→ MATERIAL PROVIDED:
##########
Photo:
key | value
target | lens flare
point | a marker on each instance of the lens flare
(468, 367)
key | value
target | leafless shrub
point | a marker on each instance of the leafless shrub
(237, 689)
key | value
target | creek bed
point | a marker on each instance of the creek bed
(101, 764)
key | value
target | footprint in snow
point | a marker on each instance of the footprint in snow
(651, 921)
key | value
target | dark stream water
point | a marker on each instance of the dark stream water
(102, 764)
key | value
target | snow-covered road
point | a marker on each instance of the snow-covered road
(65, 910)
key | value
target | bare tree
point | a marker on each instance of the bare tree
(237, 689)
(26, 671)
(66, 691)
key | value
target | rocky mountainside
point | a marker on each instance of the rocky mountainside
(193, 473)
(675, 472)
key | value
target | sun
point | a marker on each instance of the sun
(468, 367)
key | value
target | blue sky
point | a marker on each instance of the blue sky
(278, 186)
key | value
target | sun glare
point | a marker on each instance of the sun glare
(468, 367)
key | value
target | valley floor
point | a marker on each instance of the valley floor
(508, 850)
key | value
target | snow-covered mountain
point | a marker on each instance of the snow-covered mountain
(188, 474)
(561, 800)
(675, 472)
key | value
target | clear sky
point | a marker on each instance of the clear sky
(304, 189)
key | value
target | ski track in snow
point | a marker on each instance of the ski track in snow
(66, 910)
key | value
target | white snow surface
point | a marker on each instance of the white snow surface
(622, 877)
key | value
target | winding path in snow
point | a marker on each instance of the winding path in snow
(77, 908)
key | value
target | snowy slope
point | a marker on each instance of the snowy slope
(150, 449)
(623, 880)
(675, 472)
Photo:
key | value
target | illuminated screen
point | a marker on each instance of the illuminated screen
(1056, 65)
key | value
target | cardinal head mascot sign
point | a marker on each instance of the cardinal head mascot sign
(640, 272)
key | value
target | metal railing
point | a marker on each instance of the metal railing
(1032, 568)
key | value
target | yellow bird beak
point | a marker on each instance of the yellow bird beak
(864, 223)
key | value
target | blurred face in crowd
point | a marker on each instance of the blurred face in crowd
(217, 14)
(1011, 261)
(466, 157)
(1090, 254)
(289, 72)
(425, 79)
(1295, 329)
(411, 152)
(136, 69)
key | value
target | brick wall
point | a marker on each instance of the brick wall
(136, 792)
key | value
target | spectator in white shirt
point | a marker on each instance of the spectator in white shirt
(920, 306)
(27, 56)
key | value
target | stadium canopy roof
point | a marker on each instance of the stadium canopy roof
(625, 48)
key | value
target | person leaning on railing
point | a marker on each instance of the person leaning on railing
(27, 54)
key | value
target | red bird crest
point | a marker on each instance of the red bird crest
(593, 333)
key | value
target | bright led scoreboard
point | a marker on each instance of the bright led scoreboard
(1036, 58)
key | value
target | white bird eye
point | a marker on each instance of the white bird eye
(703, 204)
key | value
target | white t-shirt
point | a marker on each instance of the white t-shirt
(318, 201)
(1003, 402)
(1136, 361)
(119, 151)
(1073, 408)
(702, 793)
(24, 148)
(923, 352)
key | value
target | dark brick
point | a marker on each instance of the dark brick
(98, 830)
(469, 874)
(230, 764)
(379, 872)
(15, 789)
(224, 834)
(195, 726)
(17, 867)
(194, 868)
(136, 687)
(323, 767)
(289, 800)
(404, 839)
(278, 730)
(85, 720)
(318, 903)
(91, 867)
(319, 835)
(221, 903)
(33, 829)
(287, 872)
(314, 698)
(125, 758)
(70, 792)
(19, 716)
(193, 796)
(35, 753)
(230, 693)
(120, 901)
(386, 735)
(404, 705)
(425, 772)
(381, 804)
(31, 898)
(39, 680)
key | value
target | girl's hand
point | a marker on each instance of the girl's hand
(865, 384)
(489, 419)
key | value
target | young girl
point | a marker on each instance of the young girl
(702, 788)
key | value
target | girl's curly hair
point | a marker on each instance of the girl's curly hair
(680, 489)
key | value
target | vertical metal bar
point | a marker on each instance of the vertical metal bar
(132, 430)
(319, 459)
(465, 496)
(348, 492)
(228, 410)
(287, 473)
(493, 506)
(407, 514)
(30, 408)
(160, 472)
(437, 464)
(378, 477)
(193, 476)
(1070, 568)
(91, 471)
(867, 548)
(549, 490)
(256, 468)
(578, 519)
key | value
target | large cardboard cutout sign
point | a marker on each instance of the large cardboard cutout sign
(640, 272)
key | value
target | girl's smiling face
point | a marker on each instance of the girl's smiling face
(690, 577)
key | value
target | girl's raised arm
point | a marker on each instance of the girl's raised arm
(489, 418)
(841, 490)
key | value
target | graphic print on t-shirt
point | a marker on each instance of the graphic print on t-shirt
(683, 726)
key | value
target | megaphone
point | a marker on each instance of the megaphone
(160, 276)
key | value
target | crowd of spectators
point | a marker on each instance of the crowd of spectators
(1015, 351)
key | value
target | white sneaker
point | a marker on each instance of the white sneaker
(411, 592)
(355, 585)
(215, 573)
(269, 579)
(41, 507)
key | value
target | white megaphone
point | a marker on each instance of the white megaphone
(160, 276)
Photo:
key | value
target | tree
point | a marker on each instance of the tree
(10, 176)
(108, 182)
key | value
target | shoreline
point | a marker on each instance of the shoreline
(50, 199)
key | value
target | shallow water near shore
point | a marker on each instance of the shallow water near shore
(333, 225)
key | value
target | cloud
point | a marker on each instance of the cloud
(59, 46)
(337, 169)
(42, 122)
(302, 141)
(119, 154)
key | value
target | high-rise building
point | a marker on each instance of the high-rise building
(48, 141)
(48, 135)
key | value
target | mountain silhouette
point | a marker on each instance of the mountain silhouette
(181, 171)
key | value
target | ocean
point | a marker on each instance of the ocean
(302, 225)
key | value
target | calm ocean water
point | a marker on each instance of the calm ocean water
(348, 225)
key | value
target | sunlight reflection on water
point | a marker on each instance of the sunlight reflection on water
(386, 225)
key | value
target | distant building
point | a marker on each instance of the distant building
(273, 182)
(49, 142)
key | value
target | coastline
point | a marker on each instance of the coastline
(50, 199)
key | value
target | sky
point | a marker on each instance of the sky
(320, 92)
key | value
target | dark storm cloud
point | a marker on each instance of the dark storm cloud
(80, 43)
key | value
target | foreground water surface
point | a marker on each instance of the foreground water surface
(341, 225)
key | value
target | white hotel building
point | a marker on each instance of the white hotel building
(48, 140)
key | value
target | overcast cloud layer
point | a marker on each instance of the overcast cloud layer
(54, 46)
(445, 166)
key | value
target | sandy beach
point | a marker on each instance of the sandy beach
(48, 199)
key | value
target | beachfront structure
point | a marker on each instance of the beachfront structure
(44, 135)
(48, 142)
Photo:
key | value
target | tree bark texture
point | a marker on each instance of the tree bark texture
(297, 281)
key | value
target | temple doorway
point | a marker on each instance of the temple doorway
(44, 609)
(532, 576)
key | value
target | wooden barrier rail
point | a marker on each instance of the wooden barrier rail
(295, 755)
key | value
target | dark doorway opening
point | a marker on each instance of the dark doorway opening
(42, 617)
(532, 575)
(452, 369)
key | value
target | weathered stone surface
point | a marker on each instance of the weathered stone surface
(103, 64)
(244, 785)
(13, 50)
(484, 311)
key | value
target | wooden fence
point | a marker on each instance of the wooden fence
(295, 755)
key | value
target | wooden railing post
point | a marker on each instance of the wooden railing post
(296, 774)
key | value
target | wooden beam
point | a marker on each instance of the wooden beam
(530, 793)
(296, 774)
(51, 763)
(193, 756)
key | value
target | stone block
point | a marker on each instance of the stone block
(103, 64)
##########
→ INSTRUCTIONS TO FOLLOW:
Please give back all of the records exactly as written.

→ TASK SOLUTION:
Photo:
key | value
target | lens flare
point | a marker on each instance of the lens flare
(468, 367)
key | value
target | leafless shrub
point | a marker on each instance of the leafless shrub
(237, 689)
key | value
target | creek bed
point | a marker on each instance of the creek bed
(101, 764)
key | value
target | footprint in snow
point | a marker on each instance of the footprint in snow
(651, 921)
key | value
target | dark stream water
point | a marker on each instance of the dark stream water
(102, 764)
key | value
target | snow-covered road
point | a marker on each instance of the snow-covered road
(65, 910)
key | value
target | bare tree
point | a marker on each instance of the bare tree
(237, 689)
(26, 671)
(66, 691)
key | value
target | rocky mountainside
point | a marker on each instance of the rocky mountainside
(193, 473)
(675, 472)
key | value
target | sun
point | a marker on each instance of the sun
(468, 367)
key | value
target | blue sky
point | a marker on each instance of the blue sky
(278, 186)
key | value
target | sun glare
point | a marker on each instance of the sun glare
(468, 367)
key | value
target | valley floor
point | a marker on each instance of the valley floor
(508, 850)
key | value
target | snow-covered mountain
point | a marker on each instance of the snow-covered mountain
(188, 474)
(561, 800)
(675, 472)
key | value
target | clear sky
point | a marker on each instance of the clear sky
(304, 189)
key | value
target | ski track in snow
point | a marker on each instance of the ski track in snow
(66, 910)
key | value
target | white snow surface
point | a marker on each instance of the white snow surface
(622, 877)
key | value
target | winding path in snow
point | a marker on each instance of the winding path in snow
(77, 908)
key | value
target | snowy slope
point | a marker on each instance of the snowy slope
(150, 449)
(623, 880)
(675, 472)
Photo:
key | value
target | illuminated screen
point | a marker on each instance of the illuminated screen
(1056, 65)
key | value
target | cardinal head mascot sign
point | a marker on each instance of the cardinal head mascot sign
(640, 272)
key | value
target | metal railing
point | a marker on each instance of the metal railing
(1032, 568)
key | value
target | yellow bird beak
point | a marker on each instance of the yellow bird beak
(864, 223)
key | value
target | blurred face in crowd
point | a marker on each instance of the blurred face in crowd
(217, 14)
(1011, 261)
(466, 157)
(1090, 254)
(289, 72)
(425, 79)
(1295, 329)
(411, 152)
(136, 69)
key | value
target | brick wall
point | a marker on each instance of the brick wall
(136, 792)
key | value
target | spectator in white shirt
point | a marker on each instance of the spectator in white shirt
(920, 306)
(27, 56)
key | value
target | stadium canopy roof
point | a marker on each instance of the stadium canopy roof
(625, 48)
key | value
target | person leaning on railing
point | a marker on each instance of the person leaning on railing
(27, 54)
key | value
target | red bird crest
point | a marker on each instance of the red bird crest
(593, 333)
key | value
target | bright led scoreboard
point | a marker on each instance of the bright led scoreboard
(1036, 58)
key | value
target | white bird eye
point | a marker on each instance of the white bird eye
(703, 204)
key | value
target | white t-shirt
point | a marker on each instance of the white t-shirt
(318, 201)
(1003, 402)
(1136, 361)
(119, 151)
(1073, 408)
(702, 793)
(24, 148)
(923, 352)
key | value
target | dark brick
point | a marker on each instance of the dark brick
(98, 830)
(469, 874)
(230, 764)
(379, 872)
(15, 789)
(224, 834)
(195, 726)
(17, 867)
(194, 868)
(136, 687)
(323, 767)
(289, 800)
(404, 839)
(278, 730)
(85, 720)
(318, 903)
(91, 867)
(319, 835)
(221, 903)
(33, 829)
(287, 872)
(314, 698)
(125, 758)
(70, 792)
(19, 716)
(193, 796)
(35, 753)
(230, 693)
(120, 901)
(386, 735)
(404, 705)
(425, 772)
(381, 804)
(31, 898)
(39, 680)
key | value
target | girl's hand
point | a marker on each instance of the girl's hand
(865, 384)
(489, 419)
key | value
target | young girl
point | a marker on each instance of the young girl
(702, 788)
key | value
target | girl's curly hair
point | a marker on each instance of the girl's curly hair
(680, 489)
key | value
target | vertical metal bar
point | a marker on each instance of the vertical metal bar
(132, 430)
(319, 459)
(465, 496)
(348, 492)
(228, 410)
(287, 473)
(493, 506)
(407, 514)
(30, 408)
(160, 472)
(437, 464)
(378, 477)
(193, 476)
(1070, 568)
(91, 471)
(867, 548)
(549, 490)
(256, 468)
(578, 519)
key | value
target | large cardboard cutout sign
point | a marker on each instance of the large cardboard cutout sign
(640, 272)
key | value
target | girl's smiling face
point | a marker on each instance of the girl's smiling face
(690, 577)
key | value
target | girl's raised arm
point | a marker on each instance of the girl's raised arm
(489, 418)
(841, 490)
key | value
target | graphic print on t-shirt
point | a marker on each instance of the graphic print on t-shirt
(683, 726)
key | value
target | megaphone
point | a marker on each instance of the megaphone
(160, 276)
key | value
target | crowd of spectators
point | a marker on each instance of the crowd of spectators
(1015, 351)
key | value
target | white sneaker
point | a marker on each instance of the white sneaker
(411, 592)
(355, 585)
(215, 573)
(269, 579)
(41, 507)
key | value
target | white megaphone
point | a marker on each instance of the white megaphone
(160, 276)
Photo:
key | value
target | tree
point | a marker on each instance of the tree
(10, 176)
(108, 182)
key | value
target | shoreline
point | a marker on each instance of the shoreline
(50, 199)
key | value
target | shallow water near shore
point | a marker on each instance of the shallow water near shore
(333, 225)
key | value
target | cloud
point | a marker on each instance of the cloud
(59, 46)
(337, 169)
(42, 122)
(302, 141)
(119, 154)
key | value
target | high-rise building
point | a marker on each instance of the high-rise building
(48, 141)
(48, 135)
key | value
target | mountain silhouette
point | a marker on each instance of the mountain silhouette
(181, 171)
key | value
target | ocean
point | a marker on each instance of the ocean
(302, 225)
key | value
target | calm ocean water
point | a marker on each instance of the calm ocean water
(348, 225)
key | value
target | sunlight reflection on water
point | a marker on each instance of the sunlight reflection on water
(386, 225)
key | value
target | distant building
point | a marker on each instance of the distant building
(273, 182)
(49, 142)
key | value
target | coastline
point | a marker on each instance of the coastline
(50, 199)
key | value
target | sky
point | a marker on each instance of the sky
(320, 92)
key | value
target | dark storm cloud
point | a marker on each instance of the dark storm cloud
(80, 43)
key | value
target | foreground water surface
point | a marker on each instance of the foreground water surface
(341, 225)
key | value
target | white hotel building
point | a marker on each instance of the white hotel building
(48, 140)
key | value
target | overcast cloud layer
point | a marker on each instance of the overcast cloud layer
(54, 46)
(445, 166)
key | value
target | sandy beach
point | a marker on each instance of the sandy beach
(48, 199)
key | value
target | beachfront structure
point | a marker on each instance of the beachfront structure
(44, 135)
(48, 142)
Photo:
key | value
target | tree bark texture
point | a marker on each instance of the tree bark texture
(297, 281)
key | value
target | temple doorway
point | a marker on each instance of the temple doorway
(44, 609)
(532, 576)
key | value
target | wooden barrier rail
point | a marker on each instance of the wooden barrier rail
(295, 755)
key | value
target | dark doorway opening
point | a marker on each instance of the dark doorway opening
(42, 617)
(532, 575)
(452, 369)
key | value
target | weathered stone surface
point | a marker on each instance of the weathered stone surface
(103, 64)
(244, 785)
(13, 50)
(484, 311)
key | value
target | wooden fence
point | a marker on each instance of the wooden fence
(295, 755)
key | value
target | wooden railing post
point | a marker on each instance of the wooden railing post
(296, 774)
key | value
target | wooden beam
point | a marker on each instance of the wooden beam
(530, 793)
(296, 774)
(51, 763)
(193, 756)
key | value
target | stone block
point | a marker on each instance of the stone block
(103, 64)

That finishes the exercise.